**GOAL:** Using the listing below, retype only the lines from the line with "[outline] <item>bark texture</item>, every" through the end, both ends included, and exclude the pictures.

Start of SUPPLIED RECORDS

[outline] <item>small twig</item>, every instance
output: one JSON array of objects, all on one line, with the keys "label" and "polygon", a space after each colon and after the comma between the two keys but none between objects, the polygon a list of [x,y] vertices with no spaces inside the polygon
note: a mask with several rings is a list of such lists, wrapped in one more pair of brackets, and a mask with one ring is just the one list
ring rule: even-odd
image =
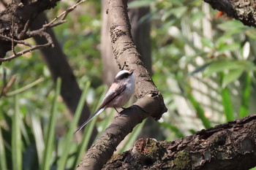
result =
[{"label": "small twig", "polygon": [[[45,39],[48,41],[48,43],[45,44],[45,45],[32,45],[30,43],[23,42],[23,41],[19,41],[19,40],[16,40],[14,39],[14,15],[12,14],[12,38],[9,38],[6,36],[1,35],[0,34],[0,38],[4,38],[6,40],[8,41],[11,41],[12,42],[12,51],[13,53],[13,55],[8,57],[8,58],[0,58],[0,62],[4,62],[4,61],[11,61],[17,57],[19,57],[26,53],[29,52],[31,52],[32,50],[37,50],[37,49],[40,49],[42,47],[47,47],[48,46],[52,46],[54,47],[53,40],[50,36],[49,34],[48,34],[46,32],[46,30],[48,28],[56,26],[58,25],[60,25],[61,23],[66,23],[67,20],[64,20],[65,18],[67,17],[67,14],[74,10],[75,9],[75,7],[79,5],[80,4],[86,1],[86,0],[78,0],[76,1],[76,3],[70,7],[68,7],[64,12],[63,12],[61,14],[60,14],[59,15],[58,15],[57,17],[56,17],[51,22],[50,22],[49,23],[46,23],[45,25],[42,26],[42,28],[35,30],[35,31],[32,31],[30,32],[28,32],[28,29],[29,29],[29,20],[26,23],[25,26],[24,26],[24,28],[23,30],[19,34],[19,35],[17,36],[18,39],[23,39],[24,37],[26,37],[26,36],[27,37],[33,37],[36,35],[39,35],[39,36],[44,36],[45,37]],[[56,20],[58,20],[59,18],[60,18],[60,20],[56,21]],[[15,53],[14,50],[14,44],[18,43],[18,44],[22,44],[26,46],[29,46],[30,48],[27,49],[27,50],[22,50],[20,52],[18,53]]]},{"label": "small twig", "polygon": [[51,25],[52,25],[56,20],[58,20],[59,18],[61,18],[61,16],[63,16],[63,17],[61,18],[61,20],[64,20],[68,12],[69,12],[74,10],[75,8],[78,4],[83,3],[83,2],[86,1],[86,0],[83,0],[83,1],[78,0],[78,1],[77,1],[77,2],[76,2],[73,6],[72,6],[72,7],[68,7],[64,12],[63,12],[61,14],[60,14],[60,15],[59,15],[57,17],[56,17],[52,21],[50,21],[50,23],[47,23],[47,24],[45,24],[45,25],[43,26],[43,27],[50,27],[50,28],[51,28],[51,27],[52,27]]},{"label": "small twig", "polygon": [[13,96],[15,94],[18,94],[18,93],[20,93],[21,92],[23,92],[26,90],[28,90],[29,88],[37,85],[38,83],[42,82],[43,80],[45,80],[44,78],[39,78],[39,80],[37,80],[36,81],[34,82],[32,82],[31,83],[29,84],[29,85],[25,85],[24,87],[21,88],[19,88],[19,89],[17,89],[14,91],[12,91],[12,92],[9,92],[9,93],[6,93],[6,96]]},{"label": "small twig", "polygon": [[[12,38],[10,38],[7,36],[4,36],[2,34],[0,34],[0,38],[5,39],[7,41],[10,41],[10,42],[12,41]],[[20,45],[26,45],[26,46],[29,46],[29,47],[33,46],[31,44],[30,44],[29,42],[20,41],[20,40],[13,39],[13,42],[17,43],[17,44],[20,44]]]},{"label": "small twig", "polygon": [[29,30],[29,23],[30,23],[30,20],[28,20],[25,24],[23,30],[19,34],[18,36],[19,39],[22,39],[23,36],[25,36],[27,34],[26,32]]},{"label": "small twig", "polygon": [[12,51],[13,55],[16,55],[15,51],[14,50],[14,15],[12,12]]},{"label": "small twig", "polygon": [[3,4],[3,5],[4,6],[4,7],[7,7],[8,4],[7,4],[7,3],[6,3],[4,1],[1,0],[0,1],[1,2],[1,4]]}]

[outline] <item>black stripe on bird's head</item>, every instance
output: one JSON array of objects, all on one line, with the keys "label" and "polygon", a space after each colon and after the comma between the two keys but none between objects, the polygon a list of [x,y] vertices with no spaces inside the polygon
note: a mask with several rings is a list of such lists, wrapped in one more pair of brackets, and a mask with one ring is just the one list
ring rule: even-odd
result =
[{"label": "black stripe on bird's head", "polygon": [[127,70],[121,70],[116,74],[114,82],[117,82],[121,80],[127,78],[129,76],[132,74],[132,72],[129,72]]}]

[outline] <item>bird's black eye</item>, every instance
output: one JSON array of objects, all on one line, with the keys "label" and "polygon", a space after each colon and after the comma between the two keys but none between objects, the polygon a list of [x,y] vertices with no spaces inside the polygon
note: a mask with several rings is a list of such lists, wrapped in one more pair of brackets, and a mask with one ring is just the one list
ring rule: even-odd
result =
[{"label": "bird's black eye", "polygon": [[115,82],[118,82],[118,81],[119,81],[121,80],[127,78],[131,74],[129,74],[128,72],[124,73],[124,74],[119,75],[118,77],[116,77],[114,81]]}]

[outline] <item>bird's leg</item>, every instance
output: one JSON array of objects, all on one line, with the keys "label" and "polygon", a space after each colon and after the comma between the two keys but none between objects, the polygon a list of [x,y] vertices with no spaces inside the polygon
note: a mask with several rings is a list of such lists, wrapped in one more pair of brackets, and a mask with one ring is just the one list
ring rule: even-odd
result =
[{"label": "bird's leg", "polygon": [[116,107],[114,107],[114,109],[116,109],[116,111],[118,113],[118,115],[117,115],[117,116],[116,116],[115,117],[115,119],[116,118],[116,117],[119,117],[119,116],[121,116],[121,114],[120,114],[120,112],[116,109]]},{"label": "bird's leg", "polygon": [[116,109],[116,107],[114,107],[115,110],[118,113],[118,115],[120,115],[120,112]]}]

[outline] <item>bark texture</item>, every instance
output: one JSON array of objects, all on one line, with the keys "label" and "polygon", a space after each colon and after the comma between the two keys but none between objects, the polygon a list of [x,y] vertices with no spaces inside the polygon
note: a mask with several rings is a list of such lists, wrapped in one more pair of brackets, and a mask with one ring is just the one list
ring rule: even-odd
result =
[{"label": "bark texture", "polygon": [[240,20],[244,25],[256,27],[256,1],[203,0],[211,7],[225,12],[228,17]]},{"label": "bark texture", "polygon": [[162,96],[154,85],[132,39],[127,3],[121,0],[109,0],[107,12],[115,58],[119,68],[133,72],[136,77],[135,97],[138,100],[114,120],[88,150],[78,169],[101,169],[118,144],[138,123],[148,116],[158,120],[167,111]]},{"label": "bark texture", "polygon": [[256,115],[173,142],[139,139],[103,169],[247,170],[256,166]]}]

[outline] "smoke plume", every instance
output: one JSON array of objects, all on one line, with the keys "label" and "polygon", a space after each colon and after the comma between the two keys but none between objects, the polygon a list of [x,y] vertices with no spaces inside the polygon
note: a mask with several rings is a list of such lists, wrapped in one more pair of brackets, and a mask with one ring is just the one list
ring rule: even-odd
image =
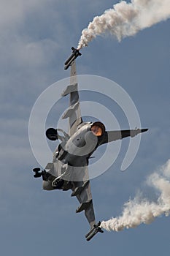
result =
[{"label": "smoke plume", "polygon": [[120,217],[103,221],[101,227],[107,231],[120,231],[125,228],[136,227],[142,223],[150,224],[162,214],[168,217],[170,214],[170,159],[160,169],[150,175],[147,181],[160,193],[156,202],[141,199],[137,195],[125,203]]},{"label": "smoke plume", "polygon": [[82,30],[77,48],[88,46],[93,38],[106,32],[120,41],[169,18],[169,0],[131,0],[130,3],[122,1],[93,18]]}]

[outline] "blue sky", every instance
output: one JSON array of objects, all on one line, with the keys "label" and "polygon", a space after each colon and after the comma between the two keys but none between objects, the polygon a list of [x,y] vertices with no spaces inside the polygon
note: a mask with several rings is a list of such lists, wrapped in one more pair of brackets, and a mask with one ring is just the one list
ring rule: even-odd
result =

End of SUPPLIED RECORDS

**RESULT:**
[outline] <item>bark texture</item>, every instance
output: one JSON array of objects, all on one line, with the keys "label" and "polygon", a space after each colon and after the comma between the two keys but none between objects, the polygon a list of [x,y] vertices with no spaces inside the polygon
note: a mask with several rings is a list of such lists, wrapped in one more pair of brackets, and a mask with one ring is just the one list
ring rule: even-odd
result =
[{"label": "bark texture", "polygon": [[240,20],[244,25],[256,27],[256,1],[203,0],[211,7],[225,12],[228,17]]},{"label": "bark texture", "polygon": [[162,96],[154,85],[132,39],[127,3],[121,0],[109,0],[107,12],[115,58],[119,68],[133,72],[136,77],[135,97],[138,100],[114,120],[88,150],[78,169],[101,169],[118,144],[138,123],[148,116],[158,120],[167,111]]},{"label": "bark texture", "polygon": [[256,115],[173,142],[139,139],[103,169],[247,170],[256,166]]}]

[outline] "smoke plume", every instance
output: one JSON array of objects, all on one line, with the keys "label" and "polygon", a space after each colon and after the comma between the two keys but none between objects, the polygon a list of [x,y] vertices with no spaces inside the polygon
note: a mask with several rings is a list of such lists, wrapped in one more pair of brackets, and a mask with one ring is just the one list
ring rule: even-odd
image =
result =
[{"label": "smoke plume", "polygon": [[120,217],[103,221],[101,227],[107,231],[120,231],[125,228],[136,227],[142,223],[150,224],[162,214],[168,217],[170,214],[170,159],[160,169],[150,175],[147,181],[160,193],[156,202],[141,199],[137,195],[125,203]]},{"label": "smoke plume", "polygon": [[82,30],[77,48],[88,46],[93,38],[106,32],[120,41],[169,18],[169,0],[131,0],[130,3],[122,1],[93,18]]}]

[outline] "blue sky", every instance
output: one JSON array of objects, all on one line, with the keys "label" and "polygon", a space after each colon and after the comma between the two keys but none between objects, the polygon a list of [x,y] vertices with no spaces inside the polygon
note: a mask with several rings is a list of such lists, wrapped in one more pair of brackets, and a mask with one ring is just the one list
ring rule: even-odd
result =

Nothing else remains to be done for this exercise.